Tag Archive | "Auto Finance"

CFPB Auto Finance Guidance Losing Momentum: What’s Next?

The much-heralded CFPB Auto Finance Guidance issued in March 2013 appears to be losing its momentum in the first part of 2015.

You will recall that the Consumer Financial Protection Bureau (CFPB), which lacks jurisdiction under the Dodd-Frank Act over most franchised automotive dealers, claimed that lenders allowing dealers to mark up lender buy rates on credit sales had a “disparate impact” effect on protected classes of persons, principally women and minorities, under the Equal Credit Opportunity Act (“ECOA”). This, they claim, is credit discrimination. Very little detail was given to back up these assertions but the CFPB settled with a large lender for $98 million in December 2013 and several other lenders in September 2014.

In their recently issued 2014 Fair Lending Report, the CFPB indicated it “investigated a number of indirect auto lenders and has a number of authorized lawsuits.” Yet, no such suits have been filed. Also, the CFPB has announced no confidential supervisory settlements of auto finance credit discrimination since September 2013. That’s a long time for what the CFPB had previously characterized as a priority issue.

Debunking the Auto Finance Guidance

The original Auto Finance Guidance was very general and conclusory. It didn’t explain how the CFPB reached its conclusions. You can’t collect racial and demographic information in automotive finance transactions the way you can with mortgages. It took a while, but the CFPB announced it had identified racial and minority persons and their discriminatory rates by using a “proxy” known as the Bayesian Improved Surname Geocoding or BISG proxy. BISG estimates race and ethnicity based on an applicant’s name and census data. But in November 2014, AFSA released a study by the Charles River Associates Group that essentially blew away the credibility of the BISG as a legitimate and accurate way to identify classes of persons.

..........

• **What to work on**:
#1 According to the article on CFPB auto finance guidance, what amount did the CFPB settle for with a large lender in December 2013?
#2 Reproduce a passage from the article on CFPB auto finance guidance word for word, beginning at the words "Debunking the Auto" and stopping after "classes of persons.".
The records have no connection to the article on CFPB auto finance guidance.

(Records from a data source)
..........

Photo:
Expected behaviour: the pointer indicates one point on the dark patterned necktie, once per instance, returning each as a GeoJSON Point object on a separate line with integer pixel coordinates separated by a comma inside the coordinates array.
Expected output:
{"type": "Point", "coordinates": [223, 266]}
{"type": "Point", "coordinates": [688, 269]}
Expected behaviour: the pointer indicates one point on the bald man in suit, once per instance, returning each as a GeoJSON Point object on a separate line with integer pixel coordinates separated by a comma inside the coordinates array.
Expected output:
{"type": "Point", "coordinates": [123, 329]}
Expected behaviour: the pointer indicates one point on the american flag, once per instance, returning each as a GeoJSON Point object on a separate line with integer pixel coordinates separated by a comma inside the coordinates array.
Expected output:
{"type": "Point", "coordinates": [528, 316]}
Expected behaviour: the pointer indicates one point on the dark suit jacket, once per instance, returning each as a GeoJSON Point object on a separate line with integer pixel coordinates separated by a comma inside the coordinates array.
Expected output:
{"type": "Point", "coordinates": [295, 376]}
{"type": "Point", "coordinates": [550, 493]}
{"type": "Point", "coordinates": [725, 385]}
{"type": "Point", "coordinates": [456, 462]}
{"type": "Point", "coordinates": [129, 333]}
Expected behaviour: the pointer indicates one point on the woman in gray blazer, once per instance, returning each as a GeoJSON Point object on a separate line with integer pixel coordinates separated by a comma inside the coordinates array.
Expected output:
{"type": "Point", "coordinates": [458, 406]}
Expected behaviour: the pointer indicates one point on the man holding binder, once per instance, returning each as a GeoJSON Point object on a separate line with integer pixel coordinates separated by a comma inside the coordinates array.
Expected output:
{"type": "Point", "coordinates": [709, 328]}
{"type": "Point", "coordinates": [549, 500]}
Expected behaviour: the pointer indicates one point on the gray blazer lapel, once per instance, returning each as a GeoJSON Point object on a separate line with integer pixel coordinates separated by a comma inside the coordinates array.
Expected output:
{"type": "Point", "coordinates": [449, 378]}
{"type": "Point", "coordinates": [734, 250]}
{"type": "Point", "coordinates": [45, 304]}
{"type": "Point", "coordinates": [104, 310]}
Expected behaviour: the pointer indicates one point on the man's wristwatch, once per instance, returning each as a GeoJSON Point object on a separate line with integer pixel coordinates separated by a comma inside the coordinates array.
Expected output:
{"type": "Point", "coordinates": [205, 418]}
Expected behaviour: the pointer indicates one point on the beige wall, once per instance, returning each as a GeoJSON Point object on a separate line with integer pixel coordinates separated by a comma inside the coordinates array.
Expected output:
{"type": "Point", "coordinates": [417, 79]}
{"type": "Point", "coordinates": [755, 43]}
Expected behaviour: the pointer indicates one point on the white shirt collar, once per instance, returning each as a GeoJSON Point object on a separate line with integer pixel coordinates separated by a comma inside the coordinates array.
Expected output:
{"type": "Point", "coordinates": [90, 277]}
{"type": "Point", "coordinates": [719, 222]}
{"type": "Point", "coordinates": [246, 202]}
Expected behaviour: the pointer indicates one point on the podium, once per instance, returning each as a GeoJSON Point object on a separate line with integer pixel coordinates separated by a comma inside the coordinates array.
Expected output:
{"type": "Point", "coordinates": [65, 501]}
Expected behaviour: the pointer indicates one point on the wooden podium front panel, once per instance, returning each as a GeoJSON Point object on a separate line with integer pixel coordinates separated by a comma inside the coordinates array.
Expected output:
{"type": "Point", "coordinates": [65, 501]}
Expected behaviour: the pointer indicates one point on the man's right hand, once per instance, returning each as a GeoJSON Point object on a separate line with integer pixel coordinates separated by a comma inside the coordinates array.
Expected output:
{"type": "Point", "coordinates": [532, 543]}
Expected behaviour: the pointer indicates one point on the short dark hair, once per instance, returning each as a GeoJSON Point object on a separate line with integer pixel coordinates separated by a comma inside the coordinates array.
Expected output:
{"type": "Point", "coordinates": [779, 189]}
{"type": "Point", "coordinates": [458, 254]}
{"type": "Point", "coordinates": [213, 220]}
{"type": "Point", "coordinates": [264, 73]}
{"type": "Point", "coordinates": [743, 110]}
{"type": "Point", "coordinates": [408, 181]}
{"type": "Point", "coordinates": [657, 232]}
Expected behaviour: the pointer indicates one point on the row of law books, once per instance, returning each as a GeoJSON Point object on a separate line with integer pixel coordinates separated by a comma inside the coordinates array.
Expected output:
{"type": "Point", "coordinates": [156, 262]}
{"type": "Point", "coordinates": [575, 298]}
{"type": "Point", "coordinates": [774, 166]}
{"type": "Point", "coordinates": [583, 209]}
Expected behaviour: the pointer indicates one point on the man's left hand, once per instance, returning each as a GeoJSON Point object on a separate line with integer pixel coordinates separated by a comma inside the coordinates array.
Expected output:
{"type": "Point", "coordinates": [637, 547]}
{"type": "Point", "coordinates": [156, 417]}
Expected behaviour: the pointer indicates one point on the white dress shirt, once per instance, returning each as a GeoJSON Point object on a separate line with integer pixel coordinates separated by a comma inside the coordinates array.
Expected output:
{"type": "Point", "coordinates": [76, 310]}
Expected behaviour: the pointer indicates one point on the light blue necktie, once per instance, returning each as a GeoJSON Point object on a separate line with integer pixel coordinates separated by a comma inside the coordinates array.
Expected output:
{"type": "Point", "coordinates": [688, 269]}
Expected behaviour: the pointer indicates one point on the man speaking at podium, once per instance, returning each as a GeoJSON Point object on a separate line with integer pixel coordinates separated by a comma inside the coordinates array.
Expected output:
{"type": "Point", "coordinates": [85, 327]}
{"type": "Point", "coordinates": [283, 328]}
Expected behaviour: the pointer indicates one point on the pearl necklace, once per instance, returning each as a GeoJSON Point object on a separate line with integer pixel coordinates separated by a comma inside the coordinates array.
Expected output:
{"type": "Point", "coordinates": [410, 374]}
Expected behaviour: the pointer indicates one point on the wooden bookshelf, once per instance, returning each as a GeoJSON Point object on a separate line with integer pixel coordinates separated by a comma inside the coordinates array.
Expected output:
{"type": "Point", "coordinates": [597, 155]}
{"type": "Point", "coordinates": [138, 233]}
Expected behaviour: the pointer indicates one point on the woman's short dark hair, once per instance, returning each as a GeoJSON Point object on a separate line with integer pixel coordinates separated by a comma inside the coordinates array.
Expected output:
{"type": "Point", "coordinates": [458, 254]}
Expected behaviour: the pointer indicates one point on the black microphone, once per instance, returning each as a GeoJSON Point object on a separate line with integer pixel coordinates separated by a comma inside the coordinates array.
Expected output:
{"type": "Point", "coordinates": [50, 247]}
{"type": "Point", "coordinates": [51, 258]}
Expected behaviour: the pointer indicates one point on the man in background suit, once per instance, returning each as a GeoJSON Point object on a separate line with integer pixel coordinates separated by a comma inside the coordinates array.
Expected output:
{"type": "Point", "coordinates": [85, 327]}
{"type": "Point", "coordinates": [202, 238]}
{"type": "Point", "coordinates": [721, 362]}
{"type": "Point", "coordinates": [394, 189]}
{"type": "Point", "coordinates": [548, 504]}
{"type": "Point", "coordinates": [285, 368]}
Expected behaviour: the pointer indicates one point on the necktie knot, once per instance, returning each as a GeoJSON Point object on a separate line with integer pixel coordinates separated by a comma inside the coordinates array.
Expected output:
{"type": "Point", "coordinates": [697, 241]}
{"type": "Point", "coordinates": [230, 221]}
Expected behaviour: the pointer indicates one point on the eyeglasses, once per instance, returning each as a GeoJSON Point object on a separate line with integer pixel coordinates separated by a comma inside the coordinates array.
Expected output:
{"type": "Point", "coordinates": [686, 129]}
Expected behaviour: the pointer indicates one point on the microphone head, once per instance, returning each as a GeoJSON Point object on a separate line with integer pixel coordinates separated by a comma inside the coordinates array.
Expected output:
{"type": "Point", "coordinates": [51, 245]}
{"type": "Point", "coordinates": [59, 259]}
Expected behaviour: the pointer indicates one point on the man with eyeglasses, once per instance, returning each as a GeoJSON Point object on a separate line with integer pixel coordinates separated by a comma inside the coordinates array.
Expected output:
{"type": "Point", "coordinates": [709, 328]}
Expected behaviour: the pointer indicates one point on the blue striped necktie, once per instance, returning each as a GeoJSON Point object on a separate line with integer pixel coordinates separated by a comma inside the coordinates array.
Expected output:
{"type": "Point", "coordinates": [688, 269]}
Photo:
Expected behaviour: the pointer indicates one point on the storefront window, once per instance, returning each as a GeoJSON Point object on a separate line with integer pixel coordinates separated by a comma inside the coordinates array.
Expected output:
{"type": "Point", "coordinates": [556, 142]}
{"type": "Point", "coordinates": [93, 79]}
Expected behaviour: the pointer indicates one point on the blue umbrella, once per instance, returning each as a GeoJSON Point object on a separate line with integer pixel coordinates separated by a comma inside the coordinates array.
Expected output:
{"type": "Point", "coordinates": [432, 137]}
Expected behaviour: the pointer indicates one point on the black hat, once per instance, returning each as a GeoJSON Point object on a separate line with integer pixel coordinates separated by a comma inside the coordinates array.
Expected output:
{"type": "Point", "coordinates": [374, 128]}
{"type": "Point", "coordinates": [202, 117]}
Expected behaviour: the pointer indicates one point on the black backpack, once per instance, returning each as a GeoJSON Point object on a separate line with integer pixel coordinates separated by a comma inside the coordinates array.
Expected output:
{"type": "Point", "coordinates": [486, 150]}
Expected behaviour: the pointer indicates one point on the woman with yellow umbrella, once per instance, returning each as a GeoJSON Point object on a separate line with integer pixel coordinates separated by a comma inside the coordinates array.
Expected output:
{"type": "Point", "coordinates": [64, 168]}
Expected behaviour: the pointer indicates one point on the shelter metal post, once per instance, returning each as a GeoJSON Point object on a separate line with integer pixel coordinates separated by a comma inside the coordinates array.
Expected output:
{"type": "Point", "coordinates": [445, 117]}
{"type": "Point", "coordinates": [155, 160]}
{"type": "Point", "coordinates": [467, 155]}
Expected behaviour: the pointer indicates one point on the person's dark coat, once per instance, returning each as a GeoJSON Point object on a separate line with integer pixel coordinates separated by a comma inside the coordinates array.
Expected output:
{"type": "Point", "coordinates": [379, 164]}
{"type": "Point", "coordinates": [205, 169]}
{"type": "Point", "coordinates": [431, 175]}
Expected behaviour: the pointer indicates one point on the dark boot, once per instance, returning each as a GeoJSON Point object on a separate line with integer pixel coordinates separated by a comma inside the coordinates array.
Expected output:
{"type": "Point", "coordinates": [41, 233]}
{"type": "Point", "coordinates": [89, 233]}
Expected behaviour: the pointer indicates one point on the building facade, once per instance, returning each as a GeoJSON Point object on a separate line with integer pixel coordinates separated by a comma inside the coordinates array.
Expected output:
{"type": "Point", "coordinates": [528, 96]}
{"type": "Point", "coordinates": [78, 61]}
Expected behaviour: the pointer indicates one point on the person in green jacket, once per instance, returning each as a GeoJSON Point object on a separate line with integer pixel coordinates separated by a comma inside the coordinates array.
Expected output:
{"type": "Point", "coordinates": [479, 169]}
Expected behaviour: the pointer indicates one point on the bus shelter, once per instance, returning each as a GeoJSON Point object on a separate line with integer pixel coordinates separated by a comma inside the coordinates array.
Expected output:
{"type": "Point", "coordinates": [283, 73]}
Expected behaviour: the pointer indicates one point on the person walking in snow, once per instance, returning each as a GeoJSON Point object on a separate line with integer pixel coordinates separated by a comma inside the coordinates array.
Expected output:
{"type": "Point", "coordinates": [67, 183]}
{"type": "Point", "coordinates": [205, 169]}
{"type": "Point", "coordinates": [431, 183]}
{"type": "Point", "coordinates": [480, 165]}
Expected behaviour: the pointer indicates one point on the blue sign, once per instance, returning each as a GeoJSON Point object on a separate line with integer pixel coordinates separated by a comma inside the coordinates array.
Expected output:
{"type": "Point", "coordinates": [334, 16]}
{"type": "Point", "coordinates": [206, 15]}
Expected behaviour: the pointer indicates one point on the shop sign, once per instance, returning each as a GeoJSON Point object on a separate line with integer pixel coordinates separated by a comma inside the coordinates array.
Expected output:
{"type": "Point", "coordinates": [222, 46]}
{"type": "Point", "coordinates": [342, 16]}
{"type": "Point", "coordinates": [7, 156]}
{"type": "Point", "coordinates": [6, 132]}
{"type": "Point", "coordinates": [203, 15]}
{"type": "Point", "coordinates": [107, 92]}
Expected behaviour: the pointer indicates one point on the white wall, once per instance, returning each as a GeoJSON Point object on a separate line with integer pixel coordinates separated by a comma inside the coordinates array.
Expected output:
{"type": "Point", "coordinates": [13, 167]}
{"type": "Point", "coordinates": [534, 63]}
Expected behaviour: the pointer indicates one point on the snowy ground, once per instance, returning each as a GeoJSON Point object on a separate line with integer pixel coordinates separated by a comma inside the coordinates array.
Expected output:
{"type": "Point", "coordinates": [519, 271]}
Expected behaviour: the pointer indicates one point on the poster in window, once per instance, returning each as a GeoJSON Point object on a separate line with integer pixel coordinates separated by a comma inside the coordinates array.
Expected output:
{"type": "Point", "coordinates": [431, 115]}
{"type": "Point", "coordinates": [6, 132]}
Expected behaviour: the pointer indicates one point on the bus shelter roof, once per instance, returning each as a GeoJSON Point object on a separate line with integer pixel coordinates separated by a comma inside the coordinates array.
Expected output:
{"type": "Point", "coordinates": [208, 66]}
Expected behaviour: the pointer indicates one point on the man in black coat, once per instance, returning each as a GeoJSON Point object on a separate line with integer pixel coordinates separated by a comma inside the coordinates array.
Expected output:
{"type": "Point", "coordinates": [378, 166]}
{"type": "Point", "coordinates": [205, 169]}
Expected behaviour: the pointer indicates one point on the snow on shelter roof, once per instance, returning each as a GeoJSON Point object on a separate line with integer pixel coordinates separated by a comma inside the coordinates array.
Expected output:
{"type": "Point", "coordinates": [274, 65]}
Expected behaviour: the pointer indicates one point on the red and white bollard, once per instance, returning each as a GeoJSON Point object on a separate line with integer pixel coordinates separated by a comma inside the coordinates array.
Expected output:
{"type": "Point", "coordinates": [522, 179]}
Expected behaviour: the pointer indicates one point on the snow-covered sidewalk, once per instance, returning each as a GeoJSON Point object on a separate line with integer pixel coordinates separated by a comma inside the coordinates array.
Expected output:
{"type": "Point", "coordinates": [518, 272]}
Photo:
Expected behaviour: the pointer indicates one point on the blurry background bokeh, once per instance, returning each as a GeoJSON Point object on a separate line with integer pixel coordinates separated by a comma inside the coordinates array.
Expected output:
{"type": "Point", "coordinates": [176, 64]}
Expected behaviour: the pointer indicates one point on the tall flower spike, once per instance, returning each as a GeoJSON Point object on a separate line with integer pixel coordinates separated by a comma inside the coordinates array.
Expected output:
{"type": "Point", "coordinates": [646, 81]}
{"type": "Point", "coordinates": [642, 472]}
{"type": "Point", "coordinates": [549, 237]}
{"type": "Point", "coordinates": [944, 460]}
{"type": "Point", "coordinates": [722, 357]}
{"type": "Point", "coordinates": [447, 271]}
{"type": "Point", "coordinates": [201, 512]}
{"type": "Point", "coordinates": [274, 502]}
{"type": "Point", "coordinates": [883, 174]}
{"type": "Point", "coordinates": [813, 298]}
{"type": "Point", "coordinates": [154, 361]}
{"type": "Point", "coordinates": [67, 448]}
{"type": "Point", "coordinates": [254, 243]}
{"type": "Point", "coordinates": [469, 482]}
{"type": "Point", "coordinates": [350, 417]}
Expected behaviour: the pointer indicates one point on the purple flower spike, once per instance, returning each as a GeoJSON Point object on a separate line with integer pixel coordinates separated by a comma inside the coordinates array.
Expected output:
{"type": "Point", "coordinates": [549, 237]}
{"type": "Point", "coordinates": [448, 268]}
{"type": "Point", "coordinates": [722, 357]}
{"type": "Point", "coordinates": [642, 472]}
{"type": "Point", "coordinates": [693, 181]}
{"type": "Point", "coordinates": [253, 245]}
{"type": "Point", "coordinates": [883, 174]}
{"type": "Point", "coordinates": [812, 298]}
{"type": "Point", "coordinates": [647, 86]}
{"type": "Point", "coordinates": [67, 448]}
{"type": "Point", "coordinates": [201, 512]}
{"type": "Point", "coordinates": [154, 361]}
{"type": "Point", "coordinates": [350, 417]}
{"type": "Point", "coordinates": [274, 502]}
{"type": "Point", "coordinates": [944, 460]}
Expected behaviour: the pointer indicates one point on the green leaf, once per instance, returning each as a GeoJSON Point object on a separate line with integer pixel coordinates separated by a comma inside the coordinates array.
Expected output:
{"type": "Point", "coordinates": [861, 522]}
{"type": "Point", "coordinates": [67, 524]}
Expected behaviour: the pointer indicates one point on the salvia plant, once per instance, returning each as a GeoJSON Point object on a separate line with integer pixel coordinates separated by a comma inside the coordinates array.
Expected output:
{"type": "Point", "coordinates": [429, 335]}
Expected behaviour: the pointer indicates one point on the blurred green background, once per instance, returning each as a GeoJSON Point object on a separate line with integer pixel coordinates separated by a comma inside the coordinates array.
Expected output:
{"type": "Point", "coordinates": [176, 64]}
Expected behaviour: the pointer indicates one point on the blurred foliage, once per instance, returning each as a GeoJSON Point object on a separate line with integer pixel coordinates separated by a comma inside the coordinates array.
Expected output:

..........

• **Exercise answers**:
#1 $98 million.

#2
Debunking the Auto Finance Guidance

The original Auto Finance Guidance was very general and conclusory. It didn’t explain how the CFPB reached its conclusions. You can’t collect racial and demographic information in automotive finance transactions the way you can with mortgages. It took a while, but the CFPB announced it had identified racial and minority persons and their discriminatory rates by using a “proxy” known as the Bayesian Improved Surname Geocoding or BISG proxy. BISG estimates race and ethnicity based on an applicant’s name and census data. But in November 2014, AFSA released a study by the Charles River Associates Group that essentially blew away the credibility of the BISG as a legitimate and accurate way to identify classes of persons.